What follows is a listing; restate every line of it word for word.

____ MATERIAL PROVIDED

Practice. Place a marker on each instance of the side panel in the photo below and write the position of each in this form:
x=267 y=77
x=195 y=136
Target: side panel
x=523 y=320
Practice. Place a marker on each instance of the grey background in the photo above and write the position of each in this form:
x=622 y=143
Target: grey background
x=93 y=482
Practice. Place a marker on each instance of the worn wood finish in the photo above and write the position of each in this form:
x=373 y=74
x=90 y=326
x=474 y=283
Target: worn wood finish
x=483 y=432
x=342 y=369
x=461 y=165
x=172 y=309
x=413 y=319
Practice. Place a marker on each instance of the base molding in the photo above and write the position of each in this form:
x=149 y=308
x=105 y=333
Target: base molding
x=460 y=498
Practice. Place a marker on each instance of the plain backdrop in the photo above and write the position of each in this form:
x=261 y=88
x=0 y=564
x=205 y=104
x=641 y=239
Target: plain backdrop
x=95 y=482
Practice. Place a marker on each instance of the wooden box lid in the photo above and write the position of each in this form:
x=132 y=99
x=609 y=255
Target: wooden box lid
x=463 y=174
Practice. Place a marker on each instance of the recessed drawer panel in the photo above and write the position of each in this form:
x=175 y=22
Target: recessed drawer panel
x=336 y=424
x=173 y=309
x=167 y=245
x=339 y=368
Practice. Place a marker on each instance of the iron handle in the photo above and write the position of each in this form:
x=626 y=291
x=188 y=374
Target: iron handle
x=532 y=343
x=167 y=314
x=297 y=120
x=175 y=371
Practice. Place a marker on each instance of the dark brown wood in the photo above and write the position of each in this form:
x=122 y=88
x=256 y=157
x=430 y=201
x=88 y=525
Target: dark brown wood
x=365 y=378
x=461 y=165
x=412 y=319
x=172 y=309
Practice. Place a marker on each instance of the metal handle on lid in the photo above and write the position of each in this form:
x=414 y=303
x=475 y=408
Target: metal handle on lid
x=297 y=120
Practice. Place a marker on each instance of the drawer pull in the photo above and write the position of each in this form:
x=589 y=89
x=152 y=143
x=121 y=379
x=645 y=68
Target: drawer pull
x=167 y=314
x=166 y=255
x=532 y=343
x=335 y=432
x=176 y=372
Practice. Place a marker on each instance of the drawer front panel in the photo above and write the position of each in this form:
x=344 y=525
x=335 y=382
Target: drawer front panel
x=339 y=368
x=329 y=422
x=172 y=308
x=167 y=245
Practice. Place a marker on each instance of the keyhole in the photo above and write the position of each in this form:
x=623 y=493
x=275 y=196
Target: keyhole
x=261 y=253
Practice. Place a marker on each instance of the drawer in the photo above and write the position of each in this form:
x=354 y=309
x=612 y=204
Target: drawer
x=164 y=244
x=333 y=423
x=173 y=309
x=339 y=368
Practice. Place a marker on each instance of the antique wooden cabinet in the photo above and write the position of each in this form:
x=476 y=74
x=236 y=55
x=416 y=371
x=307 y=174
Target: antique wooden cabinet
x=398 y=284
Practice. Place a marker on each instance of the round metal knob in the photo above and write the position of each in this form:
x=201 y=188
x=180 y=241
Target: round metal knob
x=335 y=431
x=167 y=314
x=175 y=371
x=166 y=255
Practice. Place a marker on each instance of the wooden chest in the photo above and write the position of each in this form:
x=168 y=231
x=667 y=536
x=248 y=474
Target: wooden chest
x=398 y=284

________

**RESPONSE TO THE TASK**
Practice. Place a marker on each instance of the side panel in the photo below and write the position of each in this form:
x=267 y=77
x=195 y=136
Target: side panel
x=523 y=320
Practice. Place a marker on each instance of the grey background in the photo above and write the position of each in this form:
x=622 y=143
Target: grey background
x=93 y=482
Practice. Place a marker on each instance of the worn wood finish in the photo above and write the position of each in this form:
x=373 y=74
x=90 y=326
x=474 y=283
Target: worn wood finish
x=483 y=432
x=342 y=369
x=461 y=165
x=172 y=309
x=413 y=319
Practice. Place a marker on each instance of the base molding in the photo above and write the position of each in this form:
x=149 y=308
x=105 y=333
Target: base molding
x=460 y=498
Practice. Place a marker on each instance of the plain backdrop in the photo above and write the position of each in this form:
x=261 y=88
x=0 y=564
x=205 y=104
x=641 y=239
Target: plain backdrop
x=95 y=482
Practice. Place a marker on each instance of the wooden box lid in the photo above and write the position of each in this form:
x=132 y=99
x=609 y=255
Target: wooden box lid
x=463 y=174
Practice. Place a marker on each instance of the recessed drawer panel in the photo above and write the position of each in this form:
x=175 y=22
Target: recessed drawer panel
x=336 y=424
x=173 y=309
x=167 y=245
x=339 y=368
Practice. Place a marker on each instance of the iron handle in the photo above and write the position of each in this form:
x=626 y=291
x=188 y=374
Target: iron handle
x=532 y=343
x=167 y=314
x=297 y=120
x=175 y=371
Practice. Place a marker on each instance of the dark brown wood in the photo above and write the position of each in this form:
x=122 y=88
x=256 y=157
x=430 y=201
x=88 y=525
Target: dark brown wood
x=365 y=378
x=461 y=165
x=412 y=319
x=172 y=309
Practice. Place a marker on each instance of the metal handle on lid in the photo above and write the position of each in this form:
x=414 y=303
x=475 y=408
Target: metal handle on lid
x=297 y=120
Practice. Place a marker on each instance of the drawer pull in the photo above and write the position of each in this form:
x=589 y=89
x=152 y=143
x=121 y=379
x=645 y=68
Target: drawer pull
x=167 y=314
x=166 y=255
x=532 y=343
x=335 y=432
x=176 y=372
Practice. Place a marker on each instance of the drawer front panel in the photo above and write the position of each in this form:
x=344 y=525
x=335 y=382
Target: drawer front panel
x=339 y=368
x=329 y=422
x=172 y=308
x=167 y=245
Practice. Place a marker on each instance of the keyhole in the photo above and write the position of each in this form:
x=623 y=493
x=275 y=196
Target: keyhole
x=261 y=253
Practice. Place a marker on each instance of the drawer in the photo above and write the position of each in this form:
x=354 y=309
x=612 y=204
Target: drawer
x=164 y=244
x=333 y=423
x=173 y=309
x=339 y=368
Practice. Place a marker on each instance of the antique wooden cabinet in the photo above and write the position of each in this form:
x=476 y=74
x=236 y=55
x=416 y=371
x=307 y=174
Target: antique wooden cabinet
x=398 y=284
Practice. Place a marker on each instance of the round metal knob in the photo above and write the position of each in this form:
x=201 y=188
x=180 y=241
Target: round metal knob
x=335 y=431
x=167 y=314
x=175 y=371
x=166 y=255
Practice. Place a marker on each instance of the wooden chest in the photo above and write the position of each in this form:
x=168 y=231
x=667 y=536
x=248 y=474
Target: wooden chest
x=398 y=284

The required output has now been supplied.